[Short problem] Filter the records and copy each line that contains the word "buckle".

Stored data
"""
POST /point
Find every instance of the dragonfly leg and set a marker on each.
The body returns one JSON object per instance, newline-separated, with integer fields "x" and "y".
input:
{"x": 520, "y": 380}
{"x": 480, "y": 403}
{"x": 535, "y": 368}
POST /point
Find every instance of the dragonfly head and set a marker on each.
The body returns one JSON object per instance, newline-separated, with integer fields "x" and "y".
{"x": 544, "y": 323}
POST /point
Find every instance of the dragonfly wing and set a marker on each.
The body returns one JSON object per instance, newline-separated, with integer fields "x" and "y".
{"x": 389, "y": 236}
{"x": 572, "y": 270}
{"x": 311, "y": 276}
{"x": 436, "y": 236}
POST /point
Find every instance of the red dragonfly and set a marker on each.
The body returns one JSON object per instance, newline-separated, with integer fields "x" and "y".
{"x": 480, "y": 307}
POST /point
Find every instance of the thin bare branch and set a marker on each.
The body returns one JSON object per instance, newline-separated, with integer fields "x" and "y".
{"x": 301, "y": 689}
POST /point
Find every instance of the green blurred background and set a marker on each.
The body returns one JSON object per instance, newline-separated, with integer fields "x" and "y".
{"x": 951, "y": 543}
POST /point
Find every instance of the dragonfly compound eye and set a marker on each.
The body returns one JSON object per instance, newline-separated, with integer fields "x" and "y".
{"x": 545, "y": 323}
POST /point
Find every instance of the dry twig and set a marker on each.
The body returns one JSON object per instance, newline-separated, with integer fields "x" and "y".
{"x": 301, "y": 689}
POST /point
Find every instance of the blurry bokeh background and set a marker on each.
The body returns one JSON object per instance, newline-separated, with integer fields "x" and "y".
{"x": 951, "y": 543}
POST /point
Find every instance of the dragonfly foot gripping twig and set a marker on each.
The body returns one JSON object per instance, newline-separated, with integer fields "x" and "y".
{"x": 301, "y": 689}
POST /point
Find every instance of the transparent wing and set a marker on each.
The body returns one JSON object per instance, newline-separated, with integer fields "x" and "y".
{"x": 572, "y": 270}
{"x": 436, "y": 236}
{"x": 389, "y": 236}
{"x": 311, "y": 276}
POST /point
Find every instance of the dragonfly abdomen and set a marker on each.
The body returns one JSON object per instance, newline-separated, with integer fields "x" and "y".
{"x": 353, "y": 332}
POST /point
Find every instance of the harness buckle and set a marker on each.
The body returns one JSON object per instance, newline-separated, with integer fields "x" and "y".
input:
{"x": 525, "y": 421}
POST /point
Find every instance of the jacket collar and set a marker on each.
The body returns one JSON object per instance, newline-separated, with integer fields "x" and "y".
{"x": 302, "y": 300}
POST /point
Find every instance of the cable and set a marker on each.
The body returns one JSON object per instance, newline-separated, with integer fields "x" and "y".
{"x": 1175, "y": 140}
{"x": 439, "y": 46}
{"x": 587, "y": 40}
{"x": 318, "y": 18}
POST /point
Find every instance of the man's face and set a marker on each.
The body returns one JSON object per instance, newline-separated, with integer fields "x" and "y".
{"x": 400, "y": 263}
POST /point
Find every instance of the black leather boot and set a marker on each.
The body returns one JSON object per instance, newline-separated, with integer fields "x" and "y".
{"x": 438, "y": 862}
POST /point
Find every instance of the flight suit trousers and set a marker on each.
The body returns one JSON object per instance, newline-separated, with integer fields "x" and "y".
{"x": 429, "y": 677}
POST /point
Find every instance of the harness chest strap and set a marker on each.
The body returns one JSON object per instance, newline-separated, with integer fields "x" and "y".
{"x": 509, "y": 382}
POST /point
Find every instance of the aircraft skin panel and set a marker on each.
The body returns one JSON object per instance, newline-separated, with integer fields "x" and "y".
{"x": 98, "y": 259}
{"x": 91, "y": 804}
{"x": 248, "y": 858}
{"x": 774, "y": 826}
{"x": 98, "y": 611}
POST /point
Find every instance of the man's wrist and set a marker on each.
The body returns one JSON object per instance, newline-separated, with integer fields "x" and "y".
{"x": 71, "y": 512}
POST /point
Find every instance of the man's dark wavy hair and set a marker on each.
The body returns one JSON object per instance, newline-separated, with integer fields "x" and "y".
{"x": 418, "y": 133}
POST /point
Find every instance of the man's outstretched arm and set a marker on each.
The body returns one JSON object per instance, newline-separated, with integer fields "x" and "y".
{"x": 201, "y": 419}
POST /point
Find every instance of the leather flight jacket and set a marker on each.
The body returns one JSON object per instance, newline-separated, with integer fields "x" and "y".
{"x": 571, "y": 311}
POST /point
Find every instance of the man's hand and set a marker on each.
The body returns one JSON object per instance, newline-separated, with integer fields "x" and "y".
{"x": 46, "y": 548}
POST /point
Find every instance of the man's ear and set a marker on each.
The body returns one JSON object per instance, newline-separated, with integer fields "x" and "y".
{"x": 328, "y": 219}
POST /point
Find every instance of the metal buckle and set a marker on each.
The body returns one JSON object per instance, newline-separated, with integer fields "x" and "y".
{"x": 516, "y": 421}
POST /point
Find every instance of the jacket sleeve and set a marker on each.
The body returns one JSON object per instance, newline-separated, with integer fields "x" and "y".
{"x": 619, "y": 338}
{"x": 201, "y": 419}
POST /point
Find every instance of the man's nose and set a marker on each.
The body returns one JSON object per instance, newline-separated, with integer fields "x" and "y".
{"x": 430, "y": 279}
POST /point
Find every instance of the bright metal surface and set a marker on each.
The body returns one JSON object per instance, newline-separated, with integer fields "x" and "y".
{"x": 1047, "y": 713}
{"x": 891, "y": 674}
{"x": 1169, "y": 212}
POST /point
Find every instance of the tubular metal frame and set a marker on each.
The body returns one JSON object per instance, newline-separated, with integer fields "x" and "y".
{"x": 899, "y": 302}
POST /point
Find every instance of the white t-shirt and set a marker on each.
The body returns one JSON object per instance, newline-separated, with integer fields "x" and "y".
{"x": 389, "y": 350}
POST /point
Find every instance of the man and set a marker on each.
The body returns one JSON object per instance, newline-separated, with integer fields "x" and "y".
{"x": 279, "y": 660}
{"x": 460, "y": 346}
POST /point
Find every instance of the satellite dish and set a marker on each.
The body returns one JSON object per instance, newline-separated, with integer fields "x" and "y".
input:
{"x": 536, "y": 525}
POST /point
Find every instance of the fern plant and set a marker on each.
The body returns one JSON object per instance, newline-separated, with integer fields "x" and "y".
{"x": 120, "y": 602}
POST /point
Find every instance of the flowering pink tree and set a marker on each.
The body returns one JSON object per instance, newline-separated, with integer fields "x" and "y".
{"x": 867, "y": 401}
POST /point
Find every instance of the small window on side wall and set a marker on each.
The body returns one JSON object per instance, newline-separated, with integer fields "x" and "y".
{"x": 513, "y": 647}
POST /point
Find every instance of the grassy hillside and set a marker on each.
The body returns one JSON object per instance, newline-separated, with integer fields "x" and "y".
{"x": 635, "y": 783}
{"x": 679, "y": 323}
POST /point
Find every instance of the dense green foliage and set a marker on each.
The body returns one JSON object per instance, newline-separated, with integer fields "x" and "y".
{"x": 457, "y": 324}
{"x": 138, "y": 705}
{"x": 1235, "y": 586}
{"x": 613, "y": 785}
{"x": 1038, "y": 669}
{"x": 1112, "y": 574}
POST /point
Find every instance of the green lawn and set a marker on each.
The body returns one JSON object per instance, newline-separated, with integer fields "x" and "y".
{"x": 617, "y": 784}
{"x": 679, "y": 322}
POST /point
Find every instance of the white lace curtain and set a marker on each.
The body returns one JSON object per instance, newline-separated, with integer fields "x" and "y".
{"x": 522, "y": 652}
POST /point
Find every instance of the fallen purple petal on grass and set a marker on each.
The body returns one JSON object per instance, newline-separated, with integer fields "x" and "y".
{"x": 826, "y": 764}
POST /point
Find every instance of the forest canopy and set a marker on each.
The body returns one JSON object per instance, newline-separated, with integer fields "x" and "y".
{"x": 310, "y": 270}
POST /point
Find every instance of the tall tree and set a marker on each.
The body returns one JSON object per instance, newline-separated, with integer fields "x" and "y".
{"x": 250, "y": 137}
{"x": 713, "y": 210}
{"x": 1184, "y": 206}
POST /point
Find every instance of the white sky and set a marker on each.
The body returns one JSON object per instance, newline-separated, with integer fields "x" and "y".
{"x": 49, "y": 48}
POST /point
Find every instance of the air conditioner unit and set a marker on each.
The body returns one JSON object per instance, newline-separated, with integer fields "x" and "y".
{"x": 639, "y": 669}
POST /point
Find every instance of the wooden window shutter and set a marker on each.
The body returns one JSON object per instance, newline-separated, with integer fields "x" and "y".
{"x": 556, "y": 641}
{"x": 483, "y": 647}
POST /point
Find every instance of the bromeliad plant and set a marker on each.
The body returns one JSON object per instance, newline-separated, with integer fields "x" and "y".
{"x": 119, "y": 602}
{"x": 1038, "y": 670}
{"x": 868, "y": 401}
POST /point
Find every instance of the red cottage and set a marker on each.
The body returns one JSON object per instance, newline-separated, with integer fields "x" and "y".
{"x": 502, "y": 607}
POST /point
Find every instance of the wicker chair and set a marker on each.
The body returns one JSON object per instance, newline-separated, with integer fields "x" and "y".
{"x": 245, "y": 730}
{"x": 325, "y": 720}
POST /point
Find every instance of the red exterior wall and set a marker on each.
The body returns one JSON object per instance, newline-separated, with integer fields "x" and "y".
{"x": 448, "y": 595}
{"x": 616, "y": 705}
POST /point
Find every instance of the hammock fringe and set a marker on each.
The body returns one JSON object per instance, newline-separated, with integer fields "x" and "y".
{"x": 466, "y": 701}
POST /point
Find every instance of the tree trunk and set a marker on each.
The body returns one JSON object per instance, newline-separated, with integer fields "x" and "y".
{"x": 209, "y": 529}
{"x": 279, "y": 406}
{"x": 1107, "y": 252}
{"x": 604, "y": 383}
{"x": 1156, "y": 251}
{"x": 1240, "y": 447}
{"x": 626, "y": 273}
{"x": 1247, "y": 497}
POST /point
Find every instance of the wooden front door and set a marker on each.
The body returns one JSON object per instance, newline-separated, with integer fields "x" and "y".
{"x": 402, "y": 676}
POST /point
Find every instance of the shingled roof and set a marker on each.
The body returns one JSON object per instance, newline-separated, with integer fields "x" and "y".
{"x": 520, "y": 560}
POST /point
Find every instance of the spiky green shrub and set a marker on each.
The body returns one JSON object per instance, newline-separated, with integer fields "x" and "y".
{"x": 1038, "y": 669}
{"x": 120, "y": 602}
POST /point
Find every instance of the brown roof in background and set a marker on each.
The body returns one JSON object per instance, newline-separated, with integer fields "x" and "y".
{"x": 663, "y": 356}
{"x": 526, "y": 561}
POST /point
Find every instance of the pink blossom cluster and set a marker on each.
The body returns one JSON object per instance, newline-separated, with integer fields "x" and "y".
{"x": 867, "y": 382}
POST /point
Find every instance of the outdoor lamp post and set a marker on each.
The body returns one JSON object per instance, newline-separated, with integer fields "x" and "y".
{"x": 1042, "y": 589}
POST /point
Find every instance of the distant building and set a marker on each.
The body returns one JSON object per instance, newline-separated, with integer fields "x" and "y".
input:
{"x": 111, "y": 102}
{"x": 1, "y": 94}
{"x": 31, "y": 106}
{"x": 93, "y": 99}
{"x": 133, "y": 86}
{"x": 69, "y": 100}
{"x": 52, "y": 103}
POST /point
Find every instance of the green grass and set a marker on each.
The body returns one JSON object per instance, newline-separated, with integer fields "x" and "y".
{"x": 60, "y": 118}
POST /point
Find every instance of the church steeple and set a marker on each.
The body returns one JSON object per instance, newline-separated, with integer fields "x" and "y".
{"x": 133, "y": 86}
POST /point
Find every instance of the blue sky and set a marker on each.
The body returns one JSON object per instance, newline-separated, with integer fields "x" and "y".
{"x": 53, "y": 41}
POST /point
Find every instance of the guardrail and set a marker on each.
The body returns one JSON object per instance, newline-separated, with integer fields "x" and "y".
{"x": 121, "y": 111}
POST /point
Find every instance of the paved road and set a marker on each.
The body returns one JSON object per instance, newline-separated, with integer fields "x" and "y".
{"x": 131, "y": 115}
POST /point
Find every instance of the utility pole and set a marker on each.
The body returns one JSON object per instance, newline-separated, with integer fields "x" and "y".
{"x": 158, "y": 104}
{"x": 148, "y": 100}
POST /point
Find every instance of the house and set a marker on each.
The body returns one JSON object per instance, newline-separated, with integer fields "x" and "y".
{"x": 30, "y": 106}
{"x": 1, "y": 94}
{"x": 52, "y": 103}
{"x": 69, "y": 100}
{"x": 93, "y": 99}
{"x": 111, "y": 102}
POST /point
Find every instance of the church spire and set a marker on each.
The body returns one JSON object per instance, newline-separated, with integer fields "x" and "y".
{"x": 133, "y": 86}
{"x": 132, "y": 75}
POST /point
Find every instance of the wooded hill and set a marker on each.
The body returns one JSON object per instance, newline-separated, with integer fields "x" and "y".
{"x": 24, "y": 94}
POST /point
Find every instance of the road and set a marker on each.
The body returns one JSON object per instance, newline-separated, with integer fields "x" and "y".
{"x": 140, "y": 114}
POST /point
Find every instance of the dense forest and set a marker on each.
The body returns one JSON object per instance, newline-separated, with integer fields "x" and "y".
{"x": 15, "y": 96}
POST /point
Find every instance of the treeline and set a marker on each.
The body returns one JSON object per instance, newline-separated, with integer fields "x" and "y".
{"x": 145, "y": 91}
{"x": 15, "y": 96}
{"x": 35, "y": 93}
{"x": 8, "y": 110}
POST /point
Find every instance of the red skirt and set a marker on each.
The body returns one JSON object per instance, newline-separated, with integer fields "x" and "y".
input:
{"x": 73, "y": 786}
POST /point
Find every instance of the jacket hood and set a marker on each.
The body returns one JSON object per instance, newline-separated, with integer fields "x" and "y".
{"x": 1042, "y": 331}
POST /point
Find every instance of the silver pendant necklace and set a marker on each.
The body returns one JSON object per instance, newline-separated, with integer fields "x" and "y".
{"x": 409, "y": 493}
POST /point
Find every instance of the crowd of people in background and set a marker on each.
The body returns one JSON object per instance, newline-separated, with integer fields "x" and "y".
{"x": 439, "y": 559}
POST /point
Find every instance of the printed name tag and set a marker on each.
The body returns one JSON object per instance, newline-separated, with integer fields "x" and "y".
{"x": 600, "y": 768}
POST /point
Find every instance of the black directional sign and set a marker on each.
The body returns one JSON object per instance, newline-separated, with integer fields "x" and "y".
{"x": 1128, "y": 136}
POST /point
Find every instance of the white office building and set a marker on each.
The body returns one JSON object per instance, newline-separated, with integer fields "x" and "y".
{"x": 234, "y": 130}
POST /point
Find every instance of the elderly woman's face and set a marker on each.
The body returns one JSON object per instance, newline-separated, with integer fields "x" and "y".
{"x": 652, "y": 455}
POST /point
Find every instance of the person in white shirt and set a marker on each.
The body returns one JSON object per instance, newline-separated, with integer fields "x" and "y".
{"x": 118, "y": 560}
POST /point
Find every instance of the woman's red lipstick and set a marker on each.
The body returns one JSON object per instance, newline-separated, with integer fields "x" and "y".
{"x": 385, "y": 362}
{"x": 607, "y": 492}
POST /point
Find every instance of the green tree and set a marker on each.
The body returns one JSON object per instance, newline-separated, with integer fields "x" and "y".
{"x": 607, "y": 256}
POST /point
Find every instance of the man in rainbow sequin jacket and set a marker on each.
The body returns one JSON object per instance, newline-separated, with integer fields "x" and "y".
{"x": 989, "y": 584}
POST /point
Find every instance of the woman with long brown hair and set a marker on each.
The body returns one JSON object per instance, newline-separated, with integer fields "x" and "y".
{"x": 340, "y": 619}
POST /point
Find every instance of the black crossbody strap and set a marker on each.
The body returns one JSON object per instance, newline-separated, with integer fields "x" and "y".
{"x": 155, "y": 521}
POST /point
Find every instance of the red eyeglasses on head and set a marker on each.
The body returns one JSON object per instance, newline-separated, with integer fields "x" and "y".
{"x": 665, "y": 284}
"""
[Exercise output]
Find every instance of the harness buckle and set a marker on each.
Find every instance of the metal buckle and set a marker on each.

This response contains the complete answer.